ENTRIES PROVIDED:
<<<<

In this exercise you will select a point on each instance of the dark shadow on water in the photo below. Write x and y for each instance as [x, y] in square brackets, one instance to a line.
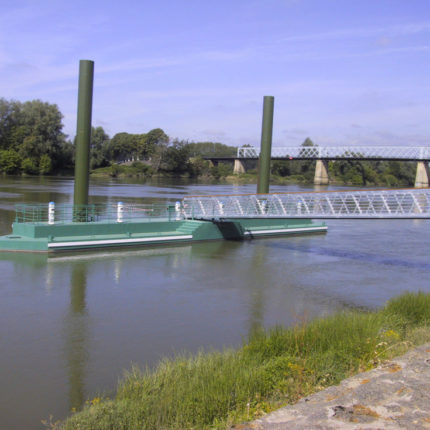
[351, 255]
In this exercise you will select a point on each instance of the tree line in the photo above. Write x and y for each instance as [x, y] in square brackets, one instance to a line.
[32, 141]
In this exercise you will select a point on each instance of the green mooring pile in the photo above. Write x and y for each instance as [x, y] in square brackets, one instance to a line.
[274, 368]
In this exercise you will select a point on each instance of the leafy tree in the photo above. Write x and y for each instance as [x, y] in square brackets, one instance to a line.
[211, 149]
[45, 164]
[10, 161]
[175, 158]
[29, 166]
[32, 129]
[99, 148]
[122, 147]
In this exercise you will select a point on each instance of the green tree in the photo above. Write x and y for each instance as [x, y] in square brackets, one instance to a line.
[10, 161]
[99, 148]
[45, 164]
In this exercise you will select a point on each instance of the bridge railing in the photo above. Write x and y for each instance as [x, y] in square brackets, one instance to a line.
[333, 152]
[344, 204]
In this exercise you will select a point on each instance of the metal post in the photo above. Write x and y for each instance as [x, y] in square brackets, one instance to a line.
[120, 212]
[51, 213]
[83, 132]
[266, 146]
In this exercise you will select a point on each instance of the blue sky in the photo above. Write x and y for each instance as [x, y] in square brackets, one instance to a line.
[342, 71]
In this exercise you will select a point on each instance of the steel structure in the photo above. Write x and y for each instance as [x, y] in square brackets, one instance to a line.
[373, 204]
[412, 153]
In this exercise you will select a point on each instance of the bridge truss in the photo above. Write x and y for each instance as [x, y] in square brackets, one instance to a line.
[369, 204]
[412, 153]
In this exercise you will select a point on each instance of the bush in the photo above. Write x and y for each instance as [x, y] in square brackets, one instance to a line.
[45, 164]
[29, 166]
[10, 162]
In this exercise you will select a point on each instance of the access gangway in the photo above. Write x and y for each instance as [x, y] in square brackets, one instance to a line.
[362, 204]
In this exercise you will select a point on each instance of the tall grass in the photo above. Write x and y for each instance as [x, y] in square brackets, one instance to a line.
[275, 367]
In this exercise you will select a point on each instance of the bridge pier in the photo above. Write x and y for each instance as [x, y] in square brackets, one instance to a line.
[321, 173]
[239, 166]
[422, 176]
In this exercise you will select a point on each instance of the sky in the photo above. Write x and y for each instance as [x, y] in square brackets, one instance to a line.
[342, 72]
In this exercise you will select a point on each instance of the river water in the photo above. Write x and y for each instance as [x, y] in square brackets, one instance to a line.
[71, 324]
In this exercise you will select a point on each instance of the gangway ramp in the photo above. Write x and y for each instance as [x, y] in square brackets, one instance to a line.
[360, 204]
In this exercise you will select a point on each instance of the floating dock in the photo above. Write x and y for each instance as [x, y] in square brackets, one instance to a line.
[46, 228]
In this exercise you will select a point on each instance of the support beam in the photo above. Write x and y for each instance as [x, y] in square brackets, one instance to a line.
[422, 176]
[266, 146]
[83, 132]
[321, 173]
[239, 166]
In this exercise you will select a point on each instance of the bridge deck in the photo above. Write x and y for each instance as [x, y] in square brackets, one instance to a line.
[369, 204]
[401, 153]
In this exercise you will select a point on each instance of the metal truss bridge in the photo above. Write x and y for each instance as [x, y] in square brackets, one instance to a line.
[403, 153]
[371, 204]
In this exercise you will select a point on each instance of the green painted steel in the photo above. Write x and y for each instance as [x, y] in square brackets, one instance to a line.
[34, 237]
[266, 146]
[83, 133]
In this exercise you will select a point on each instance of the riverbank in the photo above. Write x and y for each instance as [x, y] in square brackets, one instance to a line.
[395, 395]
[274, 368]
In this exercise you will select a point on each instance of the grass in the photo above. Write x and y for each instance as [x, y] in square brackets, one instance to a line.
[275, 367]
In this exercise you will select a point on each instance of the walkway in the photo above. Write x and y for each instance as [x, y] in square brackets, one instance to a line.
[404, 153]
[393, 396]
[365, 204]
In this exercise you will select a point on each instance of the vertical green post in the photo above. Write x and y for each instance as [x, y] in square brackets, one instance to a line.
[83, 132]
[266, 146]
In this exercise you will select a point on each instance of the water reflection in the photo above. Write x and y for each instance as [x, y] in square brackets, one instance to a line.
[76, 335]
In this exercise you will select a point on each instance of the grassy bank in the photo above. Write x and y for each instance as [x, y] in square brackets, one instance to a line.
[274, 368]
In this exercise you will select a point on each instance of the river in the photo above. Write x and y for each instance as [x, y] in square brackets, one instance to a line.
[71, 324]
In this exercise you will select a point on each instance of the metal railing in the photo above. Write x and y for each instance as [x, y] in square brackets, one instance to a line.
[342, 152]
[64, 213]
[411, 203]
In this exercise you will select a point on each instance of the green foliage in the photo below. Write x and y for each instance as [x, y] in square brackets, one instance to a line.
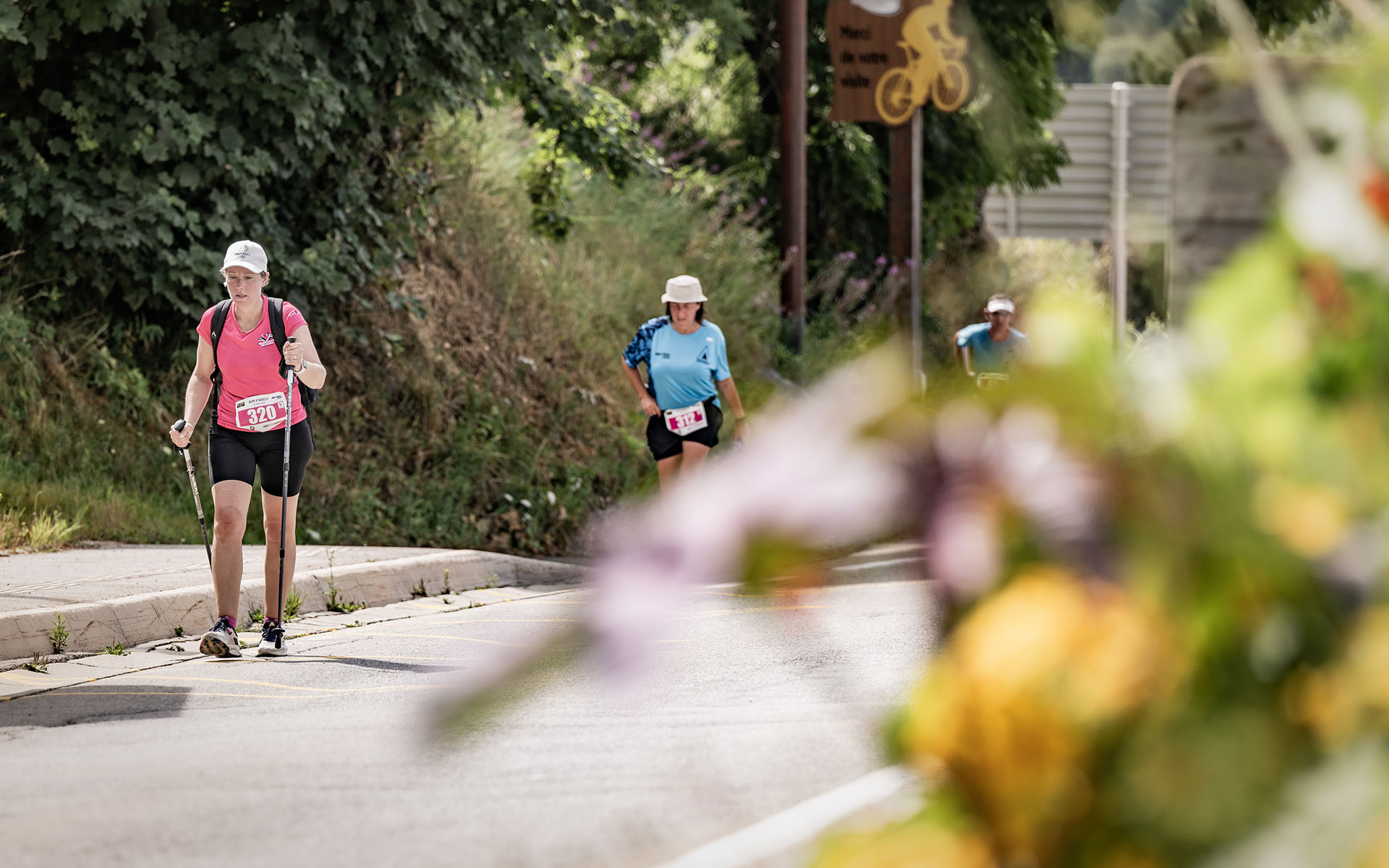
[710, 104]
[336, 603]
[1146, 41]
[140, 137]
[294, 602]
[59, 634]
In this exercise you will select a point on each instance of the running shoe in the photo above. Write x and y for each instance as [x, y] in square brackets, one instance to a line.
[273, 641]
[221, 641]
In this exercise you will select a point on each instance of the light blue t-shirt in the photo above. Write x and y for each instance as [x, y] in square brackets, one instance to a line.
[681, 368]
[992, 356]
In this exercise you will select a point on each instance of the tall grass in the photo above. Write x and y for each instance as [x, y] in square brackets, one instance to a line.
[478, 403]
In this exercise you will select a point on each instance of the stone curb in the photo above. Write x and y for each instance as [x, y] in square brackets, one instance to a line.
[139, 618]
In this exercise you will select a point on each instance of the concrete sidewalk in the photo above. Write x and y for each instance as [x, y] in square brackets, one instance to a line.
[127, 595]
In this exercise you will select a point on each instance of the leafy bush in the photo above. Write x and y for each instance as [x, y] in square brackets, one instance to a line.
[481, 404]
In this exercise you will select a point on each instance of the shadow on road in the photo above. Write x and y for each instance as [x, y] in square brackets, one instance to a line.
[93, 705]
[367, 663]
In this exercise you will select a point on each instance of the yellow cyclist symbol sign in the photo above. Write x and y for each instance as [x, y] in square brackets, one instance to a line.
[934, 71]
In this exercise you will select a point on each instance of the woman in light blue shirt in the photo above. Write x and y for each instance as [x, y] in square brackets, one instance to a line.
[687, 365]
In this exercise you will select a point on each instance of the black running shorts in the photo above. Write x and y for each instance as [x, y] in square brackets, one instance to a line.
[664, 443]
[235, 454]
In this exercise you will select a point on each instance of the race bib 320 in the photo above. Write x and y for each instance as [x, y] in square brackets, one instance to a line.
[261, 412]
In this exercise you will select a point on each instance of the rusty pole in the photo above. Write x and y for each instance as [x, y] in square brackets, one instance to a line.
[792, 21]
[904, 226]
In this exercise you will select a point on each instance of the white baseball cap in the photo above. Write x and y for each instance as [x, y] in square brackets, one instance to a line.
[247, 255]
[684, 289]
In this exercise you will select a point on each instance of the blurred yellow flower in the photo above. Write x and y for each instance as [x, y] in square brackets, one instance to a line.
[1337, 703]
[1375, 853]
[916, 843]
[1014, 702]
[1310, 520]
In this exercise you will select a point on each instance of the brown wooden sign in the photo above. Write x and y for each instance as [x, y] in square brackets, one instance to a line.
[889, 66]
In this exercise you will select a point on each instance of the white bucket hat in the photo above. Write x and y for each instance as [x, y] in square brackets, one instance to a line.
[684, 289]
[247, 255]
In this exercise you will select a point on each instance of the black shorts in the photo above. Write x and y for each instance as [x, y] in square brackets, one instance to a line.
[664, 443]
[235, 454]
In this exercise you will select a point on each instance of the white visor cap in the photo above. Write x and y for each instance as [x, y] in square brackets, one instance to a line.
[247, 255]
[684, 289]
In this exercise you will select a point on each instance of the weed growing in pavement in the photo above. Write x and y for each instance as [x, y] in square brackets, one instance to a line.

>>>>

SET EXERCISE: Please copy the records word for word, from the line containing "the white bucket" through the end of the records.

RESPONSE TO THE EXERCISE:
In this exercise you will select a point on each instance of the white bucket hat in the photo above. Write x and y for each instance as [x, y] in square brackets, one instance to a line.
[684, 289]
[247, 255]
In this exercise you will select a point on each instance of the black shorts in the photo above. Write x and y for each instance as [x, y] in square brackets, one instance to a line.
[664, 443]
[235, 454]
In this exercise you will select a point on each instance of the white visor cap in the photo above. Write x and y for each instance as [x, y] in square brackets, one instance to a line.
[247, 255]
[684, 289]
In this exercise you will select a point on each instance of the weed growing in pavement in the photo above. Write x and y for each instance as [x, y] in square brackets, one instance to a line.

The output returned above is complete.